Task prompt: Transcribe only the lines between the first line of the records and the line containing "Expected: a point inside each instance of the light", inclusive, exactly as written.

Information shown:
>>>>
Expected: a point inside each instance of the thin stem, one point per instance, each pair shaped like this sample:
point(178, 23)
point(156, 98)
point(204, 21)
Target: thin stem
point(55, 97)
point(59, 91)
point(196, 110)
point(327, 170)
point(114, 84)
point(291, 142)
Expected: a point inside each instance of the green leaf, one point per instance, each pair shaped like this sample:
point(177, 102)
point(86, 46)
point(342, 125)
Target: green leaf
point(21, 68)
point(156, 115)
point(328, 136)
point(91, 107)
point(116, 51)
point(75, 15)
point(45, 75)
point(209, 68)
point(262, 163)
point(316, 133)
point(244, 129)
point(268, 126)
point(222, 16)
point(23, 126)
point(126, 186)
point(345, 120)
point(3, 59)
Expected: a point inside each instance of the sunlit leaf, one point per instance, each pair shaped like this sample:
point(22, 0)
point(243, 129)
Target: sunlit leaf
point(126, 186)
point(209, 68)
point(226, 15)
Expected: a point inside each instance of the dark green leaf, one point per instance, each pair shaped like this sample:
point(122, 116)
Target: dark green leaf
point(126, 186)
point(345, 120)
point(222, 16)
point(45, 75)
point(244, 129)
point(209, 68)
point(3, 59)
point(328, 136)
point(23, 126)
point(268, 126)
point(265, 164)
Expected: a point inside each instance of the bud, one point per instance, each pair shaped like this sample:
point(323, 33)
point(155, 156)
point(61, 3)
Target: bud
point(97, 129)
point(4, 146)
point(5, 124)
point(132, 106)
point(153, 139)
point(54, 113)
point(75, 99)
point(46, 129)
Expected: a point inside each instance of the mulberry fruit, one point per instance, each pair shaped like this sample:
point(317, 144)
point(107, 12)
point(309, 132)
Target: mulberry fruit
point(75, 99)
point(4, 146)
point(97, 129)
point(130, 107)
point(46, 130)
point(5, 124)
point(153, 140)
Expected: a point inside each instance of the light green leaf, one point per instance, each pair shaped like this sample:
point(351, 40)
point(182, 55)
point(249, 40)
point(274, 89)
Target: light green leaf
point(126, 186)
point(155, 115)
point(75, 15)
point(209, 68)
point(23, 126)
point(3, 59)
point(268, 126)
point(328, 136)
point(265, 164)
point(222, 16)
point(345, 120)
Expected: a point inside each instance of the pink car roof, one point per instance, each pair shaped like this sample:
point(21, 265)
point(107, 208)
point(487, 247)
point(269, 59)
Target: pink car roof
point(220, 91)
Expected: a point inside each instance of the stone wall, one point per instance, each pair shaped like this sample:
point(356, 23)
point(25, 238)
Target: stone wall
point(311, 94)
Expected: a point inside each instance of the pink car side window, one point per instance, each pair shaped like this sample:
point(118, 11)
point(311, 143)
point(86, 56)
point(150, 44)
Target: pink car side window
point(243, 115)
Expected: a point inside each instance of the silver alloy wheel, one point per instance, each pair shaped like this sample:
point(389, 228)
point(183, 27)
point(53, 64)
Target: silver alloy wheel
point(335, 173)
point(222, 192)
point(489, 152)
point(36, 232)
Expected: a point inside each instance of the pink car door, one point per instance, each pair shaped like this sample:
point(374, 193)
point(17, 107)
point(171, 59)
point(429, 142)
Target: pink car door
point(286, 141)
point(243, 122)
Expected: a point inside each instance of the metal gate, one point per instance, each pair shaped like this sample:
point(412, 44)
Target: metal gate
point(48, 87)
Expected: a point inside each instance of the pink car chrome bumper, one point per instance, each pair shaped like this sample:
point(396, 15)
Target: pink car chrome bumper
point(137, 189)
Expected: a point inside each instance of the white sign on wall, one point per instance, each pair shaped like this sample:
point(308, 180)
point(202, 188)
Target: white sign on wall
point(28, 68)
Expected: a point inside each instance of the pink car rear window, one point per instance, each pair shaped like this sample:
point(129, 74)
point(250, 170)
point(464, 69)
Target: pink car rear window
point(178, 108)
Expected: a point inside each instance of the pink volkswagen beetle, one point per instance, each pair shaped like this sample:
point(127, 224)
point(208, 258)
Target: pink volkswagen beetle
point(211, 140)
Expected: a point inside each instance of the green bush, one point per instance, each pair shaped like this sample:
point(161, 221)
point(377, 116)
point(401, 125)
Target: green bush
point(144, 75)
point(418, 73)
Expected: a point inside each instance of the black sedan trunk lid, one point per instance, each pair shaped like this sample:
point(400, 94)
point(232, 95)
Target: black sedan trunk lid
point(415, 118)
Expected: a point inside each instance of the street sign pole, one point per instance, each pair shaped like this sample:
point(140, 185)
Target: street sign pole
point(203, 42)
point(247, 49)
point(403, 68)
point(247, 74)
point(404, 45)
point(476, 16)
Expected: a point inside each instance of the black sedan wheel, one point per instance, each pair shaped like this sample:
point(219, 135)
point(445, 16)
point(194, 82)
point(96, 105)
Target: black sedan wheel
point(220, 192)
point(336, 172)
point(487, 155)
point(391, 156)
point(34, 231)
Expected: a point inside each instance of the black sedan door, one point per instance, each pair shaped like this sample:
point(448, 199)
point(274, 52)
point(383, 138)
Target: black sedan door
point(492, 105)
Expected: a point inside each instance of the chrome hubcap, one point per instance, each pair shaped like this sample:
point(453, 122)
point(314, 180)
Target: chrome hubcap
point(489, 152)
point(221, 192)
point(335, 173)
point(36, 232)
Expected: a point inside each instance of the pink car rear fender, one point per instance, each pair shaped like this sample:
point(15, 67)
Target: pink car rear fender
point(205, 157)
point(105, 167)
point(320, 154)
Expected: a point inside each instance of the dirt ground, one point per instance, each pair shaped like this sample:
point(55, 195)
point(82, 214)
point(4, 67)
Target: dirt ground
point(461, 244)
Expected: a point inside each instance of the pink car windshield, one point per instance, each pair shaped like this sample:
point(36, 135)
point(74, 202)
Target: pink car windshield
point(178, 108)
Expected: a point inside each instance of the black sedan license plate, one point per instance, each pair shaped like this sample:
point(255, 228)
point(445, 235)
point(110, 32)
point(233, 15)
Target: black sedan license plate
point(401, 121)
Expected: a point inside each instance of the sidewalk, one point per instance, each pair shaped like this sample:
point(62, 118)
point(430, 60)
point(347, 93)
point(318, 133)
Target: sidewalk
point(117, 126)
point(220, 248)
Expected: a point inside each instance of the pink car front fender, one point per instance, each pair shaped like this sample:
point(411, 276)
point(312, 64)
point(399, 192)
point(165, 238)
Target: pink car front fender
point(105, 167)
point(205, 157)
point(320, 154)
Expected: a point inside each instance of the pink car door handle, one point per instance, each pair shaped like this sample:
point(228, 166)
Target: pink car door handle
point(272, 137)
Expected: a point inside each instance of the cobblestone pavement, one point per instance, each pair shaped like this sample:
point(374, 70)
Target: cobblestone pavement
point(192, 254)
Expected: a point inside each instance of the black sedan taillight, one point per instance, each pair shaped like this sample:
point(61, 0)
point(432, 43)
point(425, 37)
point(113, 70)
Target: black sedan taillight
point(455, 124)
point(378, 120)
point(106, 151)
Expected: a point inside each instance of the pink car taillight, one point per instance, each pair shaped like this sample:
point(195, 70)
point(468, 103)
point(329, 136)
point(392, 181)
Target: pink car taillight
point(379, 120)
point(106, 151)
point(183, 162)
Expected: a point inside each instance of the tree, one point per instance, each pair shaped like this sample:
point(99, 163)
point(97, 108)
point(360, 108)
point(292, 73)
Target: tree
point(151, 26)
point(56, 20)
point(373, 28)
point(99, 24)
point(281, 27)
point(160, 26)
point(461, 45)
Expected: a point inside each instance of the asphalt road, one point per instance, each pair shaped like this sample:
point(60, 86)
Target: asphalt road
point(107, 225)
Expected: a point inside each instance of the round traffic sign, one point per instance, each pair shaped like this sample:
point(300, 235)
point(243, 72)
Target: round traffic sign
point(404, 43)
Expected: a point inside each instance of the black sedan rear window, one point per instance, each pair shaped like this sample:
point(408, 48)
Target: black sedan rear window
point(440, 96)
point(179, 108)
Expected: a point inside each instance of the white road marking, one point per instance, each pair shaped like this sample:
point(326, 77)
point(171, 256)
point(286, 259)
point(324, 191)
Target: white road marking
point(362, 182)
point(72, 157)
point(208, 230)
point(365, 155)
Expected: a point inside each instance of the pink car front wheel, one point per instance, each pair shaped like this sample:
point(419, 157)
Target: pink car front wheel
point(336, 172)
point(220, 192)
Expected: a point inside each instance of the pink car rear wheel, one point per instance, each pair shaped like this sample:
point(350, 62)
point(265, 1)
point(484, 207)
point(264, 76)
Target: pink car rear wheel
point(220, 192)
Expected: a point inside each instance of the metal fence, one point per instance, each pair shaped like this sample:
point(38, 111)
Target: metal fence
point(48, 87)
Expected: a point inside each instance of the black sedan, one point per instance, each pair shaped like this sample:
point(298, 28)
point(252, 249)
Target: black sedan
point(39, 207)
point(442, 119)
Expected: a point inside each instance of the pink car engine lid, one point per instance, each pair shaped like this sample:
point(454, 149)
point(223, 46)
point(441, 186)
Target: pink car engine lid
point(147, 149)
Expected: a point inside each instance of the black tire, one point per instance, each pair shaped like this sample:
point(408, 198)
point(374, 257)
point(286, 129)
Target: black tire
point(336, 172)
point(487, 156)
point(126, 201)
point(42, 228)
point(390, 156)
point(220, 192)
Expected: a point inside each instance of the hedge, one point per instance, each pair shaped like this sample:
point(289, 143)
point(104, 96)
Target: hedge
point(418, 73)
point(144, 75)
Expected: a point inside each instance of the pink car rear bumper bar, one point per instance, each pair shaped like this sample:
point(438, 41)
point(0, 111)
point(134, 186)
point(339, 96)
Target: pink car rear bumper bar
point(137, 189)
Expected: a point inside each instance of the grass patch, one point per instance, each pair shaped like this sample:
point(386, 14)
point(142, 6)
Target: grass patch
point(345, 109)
<<<<
Finished exercise:
Expected: a point inside each instance of the thin stem, one point per instance, each pair shaped like this sample:
point(178, 23)
point(156, 98)
point(204, 21)
Target: thin stem
point(55, 97)
point(59, 91)
point(196, 110)
point(327, 170)
point(114, 84)
point(291, 142)
Expected: a point inside each instance of the green leaf, one point per instance, each pair shaped like this sample:
point(177, 102)
point(86, 46)
point(342, 125)
Target: green leaf
point(21, 68)
point(156, 115)
point(328, 136)
point(91, 107)
point(116, 51)
point(75, 15)
point(45, 75)
point(209, 68)
point(262, 163)
point(316, 133)
point(244, 129)
point(268, 126)
point(222, 16)
point(23, 126)
point(126, 186)
point(345, 120)
point(3, 59)
Expected: a point inside each instance of the sunlit leaf, one point per instance, each pair shaped like this sample:
point(22, 0)
point(243, 129)
Target: sunlit leaf
point(126, 186)
point(209, 68)
point(226, 15)
Expected: a point inside each instance of the dark green leaf, one point per instance, each pair shaped like this sample:
point(122, 116)
Target: dark green leaf
point(126, 186)
point(345, 120)
point(222, 16)
point(45, 75)
point(244, 129)
point(209, 68)
point(3, 59)
point(328, 136)
point(23, 126)
point(268, 126)
point(265, 164)
Expected: a point inside each instance of the bud, one point per instance, each pair shaped like this sample:
point(323, 33)
point(155, 156)
point(61, 3)
Target: bud
point(97, 129)
point(4, 146)
point(5, 124)
point(132, 106)
point(153, 139)
point(54, 113)
point(75, 99)
point(46, 129)
Expected: a point inside each instance of the mulberry fruit, one point per instance, each pair shaped like this sample:
point(317, 144)
point(107, 12)
point(309, 132)
Target: mulberry fruit
point(75, 99)
point(4, 146)
point(97, 129)
point(130, 107)
point(46, 130)
point(5, 124)
point(153, 140)
Expected: a point inside each instance of the light green leaf, one point per instance, each pair shaped like this sample:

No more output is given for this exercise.